→ **TEXT EXCERPT**:

Frankie and Johnny Page #8

Synopsis: Johnny on his release from his jail joins the restaurant where Frankie works. Johnny discovered his talent for cooking when in jail. Love at first sight bites Johnny on seeing Frankie. He makes direct attempts to get her heart. But deep a wound in Frankie's heart would not let her give her heart to Johnny. Johnny's divorced wife and kids have moved to a new world of a different person. Frankie opens up her tragic story and Johnny promises to be with her in difficult times.
Genre: Comedy, Drama, Romance
Director(s): Garry Marshall
Production: Paramount Home Video
  Nominated for 1 Golden Globe. Another 4 wins & 1 nomination.
 
IMDB:
6.7
Metacritic:
66
Rotten Tomatoes:
78%
R
Year:
1991
118 min
2,448 Views


Clair de Lune, you got that?

Why are you doing this?

Everything I want is in this room.

Hello, Marlon?

I know you don't take requests

but could you just listen to me?

Now, there's a man and a woman.

He's a cook, she's a waitress.

→ **INFORMATION SHOWN**:
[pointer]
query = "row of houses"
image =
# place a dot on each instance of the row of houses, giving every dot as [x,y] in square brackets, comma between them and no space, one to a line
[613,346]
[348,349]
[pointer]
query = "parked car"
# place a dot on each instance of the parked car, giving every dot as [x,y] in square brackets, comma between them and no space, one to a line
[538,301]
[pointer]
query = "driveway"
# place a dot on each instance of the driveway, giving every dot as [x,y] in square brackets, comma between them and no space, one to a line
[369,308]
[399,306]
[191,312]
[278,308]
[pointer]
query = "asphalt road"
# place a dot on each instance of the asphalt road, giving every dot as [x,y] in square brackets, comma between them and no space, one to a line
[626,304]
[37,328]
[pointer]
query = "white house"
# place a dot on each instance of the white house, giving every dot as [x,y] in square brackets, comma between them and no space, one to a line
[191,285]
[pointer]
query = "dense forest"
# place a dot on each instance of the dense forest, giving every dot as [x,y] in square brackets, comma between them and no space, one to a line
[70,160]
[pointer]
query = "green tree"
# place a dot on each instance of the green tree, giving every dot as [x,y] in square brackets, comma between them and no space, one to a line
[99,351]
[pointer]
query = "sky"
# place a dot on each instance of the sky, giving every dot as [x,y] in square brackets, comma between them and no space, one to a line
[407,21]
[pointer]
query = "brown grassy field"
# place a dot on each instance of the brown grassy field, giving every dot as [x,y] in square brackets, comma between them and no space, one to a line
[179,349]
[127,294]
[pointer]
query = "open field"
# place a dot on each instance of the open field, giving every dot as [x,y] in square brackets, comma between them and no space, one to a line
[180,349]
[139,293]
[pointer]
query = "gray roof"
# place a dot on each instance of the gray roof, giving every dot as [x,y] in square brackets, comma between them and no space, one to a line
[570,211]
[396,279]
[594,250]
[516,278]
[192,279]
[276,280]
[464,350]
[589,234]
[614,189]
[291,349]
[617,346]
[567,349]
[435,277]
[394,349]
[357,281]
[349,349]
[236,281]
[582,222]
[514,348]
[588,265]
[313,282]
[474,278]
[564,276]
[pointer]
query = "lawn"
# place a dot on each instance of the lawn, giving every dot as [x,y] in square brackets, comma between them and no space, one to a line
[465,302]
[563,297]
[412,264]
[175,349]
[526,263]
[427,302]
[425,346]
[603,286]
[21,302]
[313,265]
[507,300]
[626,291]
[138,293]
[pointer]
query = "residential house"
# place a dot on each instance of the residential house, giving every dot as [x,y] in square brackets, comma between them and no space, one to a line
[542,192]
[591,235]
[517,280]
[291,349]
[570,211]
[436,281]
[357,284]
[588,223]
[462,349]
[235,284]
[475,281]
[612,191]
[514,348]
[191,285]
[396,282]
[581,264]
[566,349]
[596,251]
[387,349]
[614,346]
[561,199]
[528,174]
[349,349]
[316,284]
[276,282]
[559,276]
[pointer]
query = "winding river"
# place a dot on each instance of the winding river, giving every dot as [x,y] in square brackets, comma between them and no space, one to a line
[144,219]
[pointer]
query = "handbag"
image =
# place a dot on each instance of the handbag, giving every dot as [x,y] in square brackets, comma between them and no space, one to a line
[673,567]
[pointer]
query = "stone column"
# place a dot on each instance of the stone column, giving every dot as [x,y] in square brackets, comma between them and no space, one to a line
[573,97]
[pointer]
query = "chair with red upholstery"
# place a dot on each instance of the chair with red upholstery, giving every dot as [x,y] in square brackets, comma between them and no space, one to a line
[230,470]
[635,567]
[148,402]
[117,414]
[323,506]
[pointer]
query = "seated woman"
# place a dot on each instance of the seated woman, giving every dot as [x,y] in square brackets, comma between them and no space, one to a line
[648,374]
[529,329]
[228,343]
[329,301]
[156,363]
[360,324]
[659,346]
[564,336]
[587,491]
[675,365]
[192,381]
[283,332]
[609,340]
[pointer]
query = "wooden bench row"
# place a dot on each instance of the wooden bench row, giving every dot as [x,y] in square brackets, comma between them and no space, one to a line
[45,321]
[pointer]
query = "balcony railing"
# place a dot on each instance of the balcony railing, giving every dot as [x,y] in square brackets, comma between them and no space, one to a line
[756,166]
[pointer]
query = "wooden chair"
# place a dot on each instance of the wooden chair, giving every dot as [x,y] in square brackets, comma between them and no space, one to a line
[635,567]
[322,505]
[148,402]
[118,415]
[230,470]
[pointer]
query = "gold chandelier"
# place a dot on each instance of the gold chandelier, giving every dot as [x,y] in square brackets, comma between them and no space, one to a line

...

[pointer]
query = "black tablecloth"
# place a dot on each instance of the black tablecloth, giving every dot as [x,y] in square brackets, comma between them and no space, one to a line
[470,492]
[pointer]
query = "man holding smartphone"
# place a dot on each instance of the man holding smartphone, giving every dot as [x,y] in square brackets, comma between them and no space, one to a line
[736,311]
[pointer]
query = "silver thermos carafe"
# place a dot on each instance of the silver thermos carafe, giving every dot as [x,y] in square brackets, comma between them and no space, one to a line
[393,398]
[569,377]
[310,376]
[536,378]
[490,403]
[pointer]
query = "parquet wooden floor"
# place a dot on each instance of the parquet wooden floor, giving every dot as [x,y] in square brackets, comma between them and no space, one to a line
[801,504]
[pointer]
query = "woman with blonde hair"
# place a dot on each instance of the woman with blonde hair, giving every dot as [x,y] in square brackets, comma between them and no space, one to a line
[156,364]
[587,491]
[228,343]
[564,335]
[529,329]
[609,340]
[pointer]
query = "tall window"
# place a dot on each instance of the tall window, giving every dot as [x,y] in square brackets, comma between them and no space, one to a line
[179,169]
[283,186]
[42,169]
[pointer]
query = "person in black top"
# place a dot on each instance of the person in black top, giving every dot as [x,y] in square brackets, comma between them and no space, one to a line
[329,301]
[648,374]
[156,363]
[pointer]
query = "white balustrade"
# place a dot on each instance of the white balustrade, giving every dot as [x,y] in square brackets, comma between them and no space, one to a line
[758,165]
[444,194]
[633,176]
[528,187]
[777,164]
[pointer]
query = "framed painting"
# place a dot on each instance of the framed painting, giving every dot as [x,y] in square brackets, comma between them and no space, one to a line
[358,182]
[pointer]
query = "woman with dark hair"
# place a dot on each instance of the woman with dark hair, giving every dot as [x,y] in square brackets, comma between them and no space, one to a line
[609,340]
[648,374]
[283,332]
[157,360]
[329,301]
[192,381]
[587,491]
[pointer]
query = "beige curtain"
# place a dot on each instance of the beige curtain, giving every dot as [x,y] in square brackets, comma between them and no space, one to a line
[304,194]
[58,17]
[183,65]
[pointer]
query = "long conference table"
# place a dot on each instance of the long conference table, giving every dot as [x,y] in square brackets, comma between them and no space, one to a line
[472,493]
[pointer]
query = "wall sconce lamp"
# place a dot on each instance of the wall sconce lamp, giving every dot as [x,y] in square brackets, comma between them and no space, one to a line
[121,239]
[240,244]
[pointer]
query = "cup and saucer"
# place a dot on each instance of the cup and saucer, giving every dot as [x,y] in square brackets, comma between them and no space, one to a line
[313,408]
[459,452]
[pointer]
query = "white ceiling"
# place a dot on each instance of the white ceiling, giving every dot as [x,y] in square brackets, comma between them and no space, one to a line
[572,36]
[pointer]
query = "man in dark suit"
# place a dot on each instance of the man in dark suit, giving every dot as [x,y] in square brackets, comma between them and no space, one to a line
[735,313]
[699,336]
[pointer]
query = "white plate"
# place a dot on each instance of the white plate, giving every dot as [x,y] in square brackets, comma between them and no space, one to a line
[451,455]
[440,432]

→ **PROBLEM DESCRIPTION**:
Resume the Frankie and Johnny script page after its last line.

→ **RESULT**:
Now, they meet

and they don't connect,

only she noticed him,

he could feel it, and he noticed her

and they both knew

it was gonna happen.

They made love

and for maybe one whole night,

they forgot the 10 million things

that make people think

"I don't love this person,

"I don't like this person,

I don't know this..."

Instead, it was perfect

and they were perfect

and that's all there was

to know about it.

Only now, she's beginning

to forget all that

and maybe he'll forget it, too.

So could you play an encore

for Frankie and Johnny

in the hope of something that ought

to last and not self-destruct?

Why don't you just

think about it? Thank you.

I want to show you something.

That guy I didn't want to talk about,

he did this with a belt buckle.

It's gone.

It'll never go.

It's gone. I made it go.

No, Johnny, you can't make it

go away. Nobody can.

He's the reason I can't have...

kids.

He knocked me around

when I was pregnant and...

I lost the baby.

There were complications.

He's gone now.

I would never hit you. Never.

You don't have to be afraid any more.

I am. I'm afraid.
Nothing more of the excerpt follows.